Below are some records; copy them word for word and drop the pictures.

☆ ☆ ☆ ☆ ☆ ☆ ☆

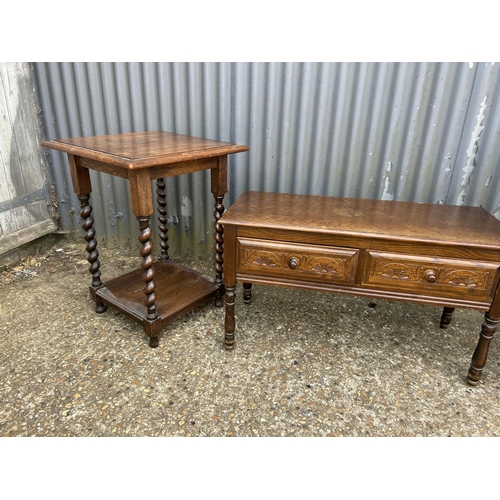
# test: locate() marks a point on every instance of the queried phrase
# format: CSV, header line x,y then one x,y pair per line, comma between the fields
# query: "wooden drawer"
x,y
312,263
433,276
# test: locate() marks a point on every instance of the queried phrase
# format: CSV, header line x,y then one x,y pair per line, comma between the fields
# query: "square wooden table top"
x,y
144,149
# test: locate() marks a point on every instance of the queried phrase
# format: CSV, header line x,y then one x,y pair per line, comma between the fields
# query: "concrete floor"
x,y
305,363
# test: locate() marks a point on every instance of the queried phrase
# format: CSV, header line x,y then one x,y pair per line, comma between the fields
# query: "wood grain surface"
x,y
144,149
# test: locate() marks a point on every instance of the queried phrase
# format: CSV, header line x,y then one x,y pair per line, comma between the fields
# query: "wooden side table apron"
x,y
157,293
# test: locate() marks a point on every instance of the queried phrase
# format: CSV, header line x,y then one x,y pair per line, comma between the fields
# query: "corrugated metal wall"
x,y
424,132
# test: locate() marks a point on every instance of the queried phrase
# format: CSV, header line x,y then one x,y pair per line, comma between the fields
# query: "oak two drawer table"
x,y
432,254
157,292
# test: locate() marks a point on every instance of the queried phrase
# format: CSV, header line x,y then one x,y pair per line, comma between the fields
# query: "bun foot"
x,y
100,307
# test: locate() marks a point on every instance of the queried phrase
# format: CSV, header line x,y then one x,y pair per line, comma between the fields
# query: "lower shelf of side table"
x,y
178,290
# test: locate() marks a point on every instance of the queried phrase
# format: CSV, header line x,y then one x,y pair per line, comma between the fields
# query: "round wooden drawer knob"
x,y
430,276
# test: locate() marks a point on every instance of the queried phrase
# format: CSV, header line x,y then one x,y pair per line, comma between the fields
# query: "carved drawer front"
x,y
431,275
297,261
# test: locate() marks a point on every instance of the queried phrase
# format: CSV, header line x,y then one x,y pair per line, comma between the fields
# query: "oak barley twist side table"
x,y
160,291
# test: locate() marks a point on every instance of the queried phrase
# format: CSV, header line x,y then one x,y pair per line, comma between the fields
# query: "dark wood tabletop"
x,y
144,149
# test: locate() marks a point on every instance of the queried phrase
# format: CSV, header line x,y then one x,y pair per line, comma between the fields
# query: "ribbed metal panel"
x,y
402,131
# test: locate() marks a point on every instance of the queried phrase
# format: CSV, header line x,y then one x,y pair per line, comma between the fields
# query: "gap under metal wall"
x,y
426,132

☆ ☆ ☆ ☆ ☆ ☆ ☆

▶ **PROBLEM SOLUTION**:
# test: locate() marks a point on every instance of the queried phrase
# format: CSV, header line x,y then one x,y pair per line, comma between the fields
# query: "wooden drawer"
x,y
312,263
433,276
# test: locate() marks a point on every instance of the queried phrase
# format: CSV, header line x,y then one x,y pair per line, comma between the fields
# query: "square wooden table top"
x,y
144,149
# test: locate() marks a point on every instance of the queried phrase
# format: CSV, header line x,y then one x,y pair per line, comma between the fields
# query: "concrete floor"
x,y
305,363
# test: locate() marks a point on every instance of the queried phrase
# format: CSV, header line x,y then one x,y pair per line, comma between the fields
# query: "wood grain surface"
x,y
144,149
# test: locate() marks a point on every instance of the queried phrase
# format: CSV, header line x,y then one x,y pair per line, comma between the fields
# query: "wooden side table apron"
x,y
157,293
# test: locate() marks a point on every instance of the queried phrase
# format: CSV, header line x,y then one x,y pair per line, comma between the fields
# query: "corrugated metal wall"
x,y
424,132
# test: locate() marks a point on every instance of the queried phrase
# format: CSV, header line x,y then one x,y pair per line, comma between the fields
# query: "oak two drawer table"
x,y
432,254
157,292
# test: locate() marks a point on every instance of the queried phrase
# format: CSV, header line x,y then one x,y pair per line, comma between the fields
# query: "bun foot"
x,y
100,307
# test: locate() marks a point on every instance of the queried phrase
# format: CSV, header line x,y then one x,y pair per line, comma between the fields
# query: "lower shelf of side table"
x,y
178,290
# test: locate() marks a point on every instance of the queried phrase
# format: CSV, header line x,y then one x,y pair per line, comma between the fields
# query: "round wooden drawer knob"
x,y
430,276
# test: locate() marks a point on every instance of the queried phrase
# format: CSV, header line x,y then one x,y pair per line, comma between the fields
# query: "carved drawer front"
x,y
431,275
297,261
# test: locate() marks a point on every instance of the queried phrase
# format: CSV, header line x,y then one x,y pair per line, comma between the fields
# query: "oak barley twist side table"
x,y
160,291
# test: locate() marks a point on every instance of the queried phrase
# format: CSV, header line x,y then one x,y pair per line, comma between the fields
# query: "dark wood tabletop"
x,y
144,149
# test: locate() marks a point on every instance of the queried phrase
# format: CSV, header line x,y then one x,y pair per line, comma between the fields
# query: "ribbed metal panel"
x,y
402,131
# test: locate() marks a point on every instance of the queried phrase
# format: CSV, header line x,y then one x,y pair per line, comma between the fields
# query: "gap under metal wall"
x,y
426,132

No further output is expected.